----- DATASET ENTRIES -----
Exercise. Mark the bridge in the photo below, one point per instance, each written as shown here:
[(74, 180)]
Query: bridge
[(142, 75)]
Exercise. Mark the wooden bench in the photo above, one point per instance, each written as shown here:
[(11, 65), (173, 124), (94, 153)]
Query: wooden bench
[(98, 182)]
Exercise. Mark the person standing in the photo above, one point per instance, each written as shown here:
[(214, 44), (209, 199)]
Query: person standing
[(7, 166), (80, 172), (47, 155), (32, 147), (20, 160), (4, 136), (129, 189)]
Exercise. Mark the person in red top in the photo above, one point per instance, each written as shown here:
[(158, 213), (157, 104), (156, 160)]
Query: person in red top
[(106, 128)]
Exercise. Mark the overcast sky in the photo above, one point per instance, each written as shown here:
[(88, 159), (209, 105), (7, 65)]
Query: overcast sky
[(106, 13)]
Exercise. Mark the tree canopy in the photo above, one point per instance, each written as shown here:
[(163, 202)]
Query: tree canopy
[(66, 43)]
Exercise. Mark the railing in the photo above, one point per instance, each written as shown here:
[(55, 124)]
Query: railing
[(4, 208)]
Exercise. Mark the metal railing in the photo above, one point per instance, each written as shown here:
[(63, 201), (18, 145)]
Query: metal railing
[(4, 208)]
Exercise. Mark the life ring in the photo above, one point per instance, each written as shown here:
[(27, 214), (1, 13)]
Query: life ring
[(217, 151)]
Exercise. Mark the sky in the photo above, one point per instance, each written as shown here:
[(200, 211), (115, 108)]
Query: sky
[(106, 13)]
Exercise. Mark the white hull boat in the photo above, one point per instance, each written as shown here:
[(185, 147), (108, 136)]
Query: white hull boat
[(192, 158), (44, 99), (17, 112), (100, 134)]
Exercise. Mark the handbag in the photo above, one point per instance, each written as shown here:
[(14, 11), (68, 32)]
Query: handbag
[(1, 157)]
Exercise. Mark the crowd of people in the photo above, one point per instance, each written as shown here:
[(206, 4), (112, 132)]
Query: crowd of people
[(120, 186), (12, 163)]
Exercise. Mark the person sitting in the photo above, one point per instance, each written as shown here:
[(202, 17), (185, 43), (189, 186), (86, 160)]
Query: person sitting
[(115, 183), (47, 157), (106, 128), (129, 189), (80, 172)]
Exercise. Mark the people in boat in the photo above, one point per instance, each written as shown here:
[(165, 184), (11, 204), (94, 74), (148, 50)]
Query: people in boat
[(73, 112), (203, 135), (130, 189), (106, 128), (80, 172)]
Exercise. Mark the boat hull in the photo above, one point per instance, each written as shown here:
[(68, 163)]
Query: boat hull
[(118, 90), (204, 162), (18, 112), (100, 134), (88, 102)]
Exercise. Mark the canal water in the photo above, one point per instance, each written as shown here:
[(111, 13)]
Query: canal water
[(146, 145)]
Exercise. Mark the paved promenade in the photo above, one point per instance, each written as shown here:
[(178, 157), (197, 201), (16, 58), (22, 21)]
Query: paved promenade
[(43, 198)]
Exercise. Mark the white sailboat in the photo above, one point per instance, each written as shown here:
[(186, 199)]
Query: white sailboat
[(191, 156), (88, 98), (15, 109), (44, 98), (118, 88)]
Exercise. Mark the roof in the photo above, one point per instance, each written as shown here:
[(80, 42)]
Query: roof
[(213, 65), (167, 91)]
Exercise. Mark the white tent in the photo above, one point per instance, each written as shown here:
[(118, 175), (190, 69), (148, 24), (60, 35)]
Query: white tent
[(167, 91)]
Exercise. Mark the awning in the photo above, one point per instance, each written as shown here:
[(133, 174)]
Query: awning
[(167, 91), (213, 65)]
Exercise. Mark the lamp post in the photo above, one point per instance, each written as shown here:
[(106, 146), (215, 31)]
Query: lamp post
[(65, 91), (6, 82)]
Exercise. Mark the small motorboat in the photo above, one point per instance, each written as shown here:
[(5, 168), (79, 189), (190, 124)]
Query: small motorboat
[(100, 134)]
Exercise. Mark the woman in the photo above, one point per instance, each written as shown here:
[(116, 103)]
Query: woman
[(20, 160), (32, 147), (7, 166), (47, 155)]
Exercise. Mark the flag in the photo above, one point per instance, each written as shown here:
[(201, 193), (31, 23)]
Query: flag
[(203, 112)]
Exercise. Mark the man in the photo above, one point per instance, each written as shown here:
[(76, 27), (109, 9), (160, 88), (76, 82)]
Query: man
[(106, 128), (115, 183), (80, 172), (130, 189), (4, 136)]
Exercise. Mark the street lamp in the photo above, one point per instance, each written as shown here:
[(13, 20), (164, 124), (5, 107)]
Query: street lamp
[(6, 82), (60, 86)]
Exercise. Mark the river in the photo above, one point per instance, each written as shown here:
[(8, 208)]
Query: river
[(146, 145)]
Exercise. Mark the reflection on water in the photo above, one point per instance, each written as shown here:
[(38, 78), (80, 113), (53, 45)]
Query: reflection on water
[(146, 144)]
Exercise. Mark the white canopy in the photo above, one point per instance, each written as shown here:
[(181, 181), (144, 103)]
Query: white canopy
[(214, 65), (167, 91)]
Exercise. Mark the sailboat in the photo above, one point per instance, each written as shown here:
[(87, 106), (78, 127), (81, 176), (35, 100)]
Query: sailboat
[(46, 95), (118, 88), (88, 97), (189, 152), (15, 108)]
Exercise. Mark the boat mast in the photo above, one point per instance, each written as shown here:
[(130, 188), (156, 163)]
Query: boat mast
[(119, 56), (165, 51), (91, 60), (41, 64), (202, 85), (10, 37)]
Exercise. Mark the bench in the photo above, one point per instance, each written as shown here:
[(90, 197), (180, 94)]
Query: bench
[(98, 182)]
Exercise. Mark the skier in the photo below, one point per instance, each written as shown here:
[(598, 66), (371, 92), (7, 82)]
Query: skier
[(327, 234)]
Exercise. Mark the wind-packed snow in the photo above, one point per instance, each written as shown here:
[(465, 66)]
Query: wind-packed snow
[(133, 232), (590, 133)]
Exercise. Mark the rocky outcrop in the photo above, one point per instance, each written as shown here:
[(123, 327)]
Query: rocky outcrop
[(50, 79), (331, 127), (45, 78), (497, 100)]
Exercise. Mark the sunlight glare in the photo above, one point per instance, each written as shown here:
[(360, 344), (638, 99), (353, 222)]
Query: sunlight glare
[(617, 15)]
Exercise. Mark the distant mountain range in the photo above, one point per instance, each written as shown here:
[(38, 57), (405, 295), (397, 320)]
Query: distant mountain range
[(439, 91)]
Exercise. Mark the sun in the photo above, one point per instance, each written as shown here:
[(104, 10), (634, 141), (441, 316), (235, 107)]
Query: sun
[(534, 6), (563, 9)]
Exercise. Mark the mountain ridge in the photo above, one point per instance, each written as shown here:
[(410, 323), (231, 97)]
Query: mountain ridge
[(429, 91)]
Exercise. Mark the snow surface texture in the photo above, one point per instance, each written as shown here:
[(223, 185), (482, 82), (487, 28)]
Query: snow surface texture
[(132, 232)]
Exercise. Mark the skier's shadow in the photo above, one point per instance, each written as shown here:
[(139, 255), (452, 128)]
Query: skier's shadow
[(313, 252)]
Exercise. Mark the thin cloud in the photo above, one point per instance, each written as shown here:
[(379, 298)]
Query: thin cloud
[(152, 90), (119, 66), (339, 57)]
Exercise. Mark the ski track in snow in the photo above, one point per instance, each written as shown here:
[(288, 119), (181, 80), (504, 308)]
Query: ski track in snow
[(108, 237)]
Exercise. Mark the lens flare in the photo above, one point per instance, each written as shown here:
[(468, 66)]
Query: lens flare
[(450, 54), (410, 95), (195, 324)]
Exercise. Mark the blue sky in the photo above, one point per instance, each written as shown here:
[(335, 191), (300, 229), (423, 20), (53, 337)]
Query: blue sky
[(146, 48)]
-----
- EXERCISE DESCRIPTION:
The complete material above is to be retyped word for word.

- RESPONSE BELOW:
Exercise. Mark the bridge in the photo below, one point per instance, each written as shown here:
[(74, 180)]
Query: bridge
[(142, 75)]
Exercise. Mark the wooden bench in the photo above, one point per instance, each written as shown here:
[(11, 65), (173, 124), (94, 153)]
Query: wooden bench
[(98, 182)]
Exercise. Mark the person standing in the photo above, one point per instance, each written as shown here:
[(214, 44), (209, 199)]
Query: person standing
[(7, 166), (80, 172), (47, 155), (32, 147), (20, 160), (4, 136), (129, 189)]
Exercise. Mark the person in red top in the photo above, one point per instance, each written as shown here:
[(158, 213), (157, 104), (156, 160)]
Query: person in red top
[(106, 128)]
Exercise. Mark the overcast sky in the photo above, one point per instance, each written as shown here:
[(88, 159), (209, 105), (7, 65)]
Query: overcast sky
[(106, 13)]
Exercise. Mark the tree canopy in the photo above, one point per instance, each written as shown here:
[(163, 202)]
Query: tree canopy
[(66, 43)]
Exercise. Mark the railing in the photo above, one point per instance, each written as shown here:
[(55, 124)]
Query: railing
[(4, 208)]
Exercise. Mark the metal railing in the photo above, one point per instance, each written as shown here:
[(63, 201), (18, 145)]
Query: metal railing
[(4, 208)]
Exercise. Mark the life ring in the photo above, one point per instance, each written as shown here:
[(27, 214), (1, 13)]
Query: life ring
[(217, 151)]
Exercise. Mark the sky in the photo above, one point per instance, each written as shown here:
[(200, 211), (115, 108)]
Query: sky
[(106, 13)]
Exercise. Mark the white hull boat in the photo above, one point per instance, each written as shown here:
[(185, 147), (108, 136)]
Query: white hull boat
[(192, 158), (44, 99), (17, 112), (100, 134)]
Exercise. Mark the handbag in the photo above, one point per instance, each written as shown here:
[(14, 11), (68, 32)]
Query: handbag
[(1, 157)]
Exercise. Mark the crowd of people in the photo above, one point per instance, each written as shown here:
[(206, 4), (112, 132)]
Query: crowd of people
[(120, 186), (12, 163)]
Exercise. Mark the person sitting in the photo above, one point per instance, each written as shown here:
[(202, 17), (185, 43), (189, 186), (86, 160)]
Query: person sitting
[(115, 183), (47, 157), (106, 128), (129, 189), (80, 172)]
Exercise. Mark the people in boat in the photo above, one point per instance, each written as shown here:
[(165, 184), (11, 204), (94, 74), (148, 50)]
Query: people in boat
[(73, 112), (203, 135), (130, 189), (106, 128), (80, 172)]
Exercise. Mark the boat hull in the photo above, one point per instance, each written as shown here:
[(68, 163)]
Query: boat hull
[(118, 90), (204, 162), (18, 112), (100, 134), (88, 102)]
Exercise. Mark the canal water in the photo above, one point per instance, each written as shown here:
[(111, 13)]
Query: canal water
[(146, 145)]
Exercise. Mark the paved promenade in the photo above, one point per instance, each written as shown here:
[(178, 157), (197, 201), (16, 58), (22, 21)]
Query: paved promenade
[(43, 198)]
Exercise. Mark the white sailboat in the photo above, one point per instance, each written as shown here:
[(186, 199)]
Query: white sailboat
[(191, 156), (88, 98), (15, 109), (44, 98), (118, 88)]
Exercise. Mark the roof in the photo above, one point per instance, each written as shown here:
[(80, 42)]
Query: roof
[(213, 65), (167, 91)]
Exercise. Mark the white tent in the photo above, one point per instance, each written as shown here:
[(118, 175), (190, 69), (148, 24), (60, 35)]
Query: white tent
[(167, 91)]
Exercise. Mark the awning in the photo above, one point per instance, each written as shown here:
[(133, 174)]
Query: awning
[(167, 91), (213, 65)]
Exercise. Mark the lamp post in the photo above, one point per instance, each written as shown here:
[(106, 146), (215, 31)]
Query: lamp post
[(65, 91), (6, 82)]
Exercise. Mark the small motorboat in the photo above, one point per instance, each written as shown here:
[(5, 168), (79, 189), (190, 124)]
Query: small motorboat
[(100, 134)]
Exercise. Mark the woman in the photo above, one point per instance, each written as shown here:
[(116, 103)]
Query: woman
[(20, 160), (32, 147), (7, 166), (47, 155)]
Exercise. Mark the flag in the photo above, one point per instance, each written as shown here:
[(201, 193), (31, 23)]
Query: flag
[(203, 112)]
Exercise. Mark the man in the photo above, one point per instance, each written as shown here:
[(76, 27), (109, 9), (160, 88), (76, 82)]
Query: man
[(106, 128), (115, 183), (80, 172), (130, 189), (4, 136)]
Exercise. Mark the street lamp in the photo above, one point per instance, each written as shown here:
[(13, 20), (164, 124), (5, 107)]
Query: street lamp
[(6, 82), (60, 86)]
Exercise. Mark the river in the photo above, one point per instance, each written as shown here:
[(8, 208)]
Query: river
[(146, 145)]
Exercise. Mark the reflection on water in the photo above, one point per instance, each written as shown here:
[(38, 78), (80, 113), (53, 45)]
Query: reflection on water
[(146, 144)]
Exercise. Mark the white canopy in the photo above, one point per instance, each written as shown here:
[(181, 181), (144, 103)]
Query: white canopy
[(214, 65), (167, 91)]
Exercise. Mark the sailboat in the photo above, one point per instance, each written as shown here:
[(87, 106), (78, 127), (81, 176), (35, 100)]
Query: sailboat
[(46, 95), (118, 88), (88, 97), (189, 152), (15, 108)]
Exercise. Mark the boat mast in the photo above, one point per instance, each written as shown here:
[(130, 188), (156, 163)]
Query: boat mast
[(119, 56), (165, 51), (91, 60), (41, 64), (202, 85), (10, 37)]
Exercise. Mark the bench in the photo above, one point per instance, each written as shown here:
[(90, 197), (180, 94)]
Query: bench
[(98, 182)]
Exercise. Mark the skier in the photo below, one point per instance, each written as shown here:
[(598, 66), (371, 92), (7, 82)]
Query: skier
[(327, 234)]
Exercise. Mark the wind-packed snow in the photo above, one point per instance, each written as shown here:
[(465, 66)]
Query: wind-packed snow
[(133, 232), (590, 133)]
Exercise. Mark the rocky outcrop in the photo above, one point per instance, each written as shown here:
[(123, 327)]
Query: rocky outcrop
[(50, 79), (331, 127), (45, 78), (497, 100)]
Exercise. Mark the sunlight glare in the photo above, one point per instance, each written as shown here:
[(360, 344), (638, 99), (353, 222)]
Query: sunlight glare
[(617, 15)]
Exercise. Mark the distant mountain range in the photo above, one point per instance, each written as shown here:
[(38, 57), (405, 295), (397, 320)]
Query: distant mountain range
[(439, 91)]
Exercise. Mark the sun in the photo above, one point per instance, each written as shown here:
[(104, 10), (634, 141), (441, 316), (235, 107)]
Query: sun
[(534, 6), (563, 9)]
Exercise. Mark the mountain ridge in the photo above, one point per instance, each written as shown here:
[(410, 323), (231, 97)]
Query: mountain ridge
[(429, 91)]
Exercise. Mark the snow surface texture in the photo above, one point per instance, each written as shown here:
[(223, 185), (482, 82), (487, 28)]
Query: snow surface texture
[(132, 232)]
Exercise. Mark the skier's shadow in the photo above, one point per instance, each written as shown here:
[(139, 255), (452, 128)]
Query: skier's shadow
[(313, 252)]
Exercise. Mark the thin cloud in the photo above, one point per instance, each written as shown here:
[(379, 298)]
Query: thin cloud
[(152, 90), (119, 66), (339, 57)]
Exercise. Mark the ski track in snow in the photo above, one point per instance, each written as shown here:
[(288, 119), (181, 80), (504, 308)]
Query: ski track in snow
[(108, 237)]
Exercise. Mark the lens flare in the photo above, one point per instance, each written as shown here:
[(468, 66)]
Query: lens flare
[(450, 54), (410, 95), (195, 324)]
Exercise. Mark the blue sky in the photo above, one point per instance, each written as shown here:
[(335, 191), (300, 229), (423, 20), (53, 337)]
Query: blue sky
[(146, 48)]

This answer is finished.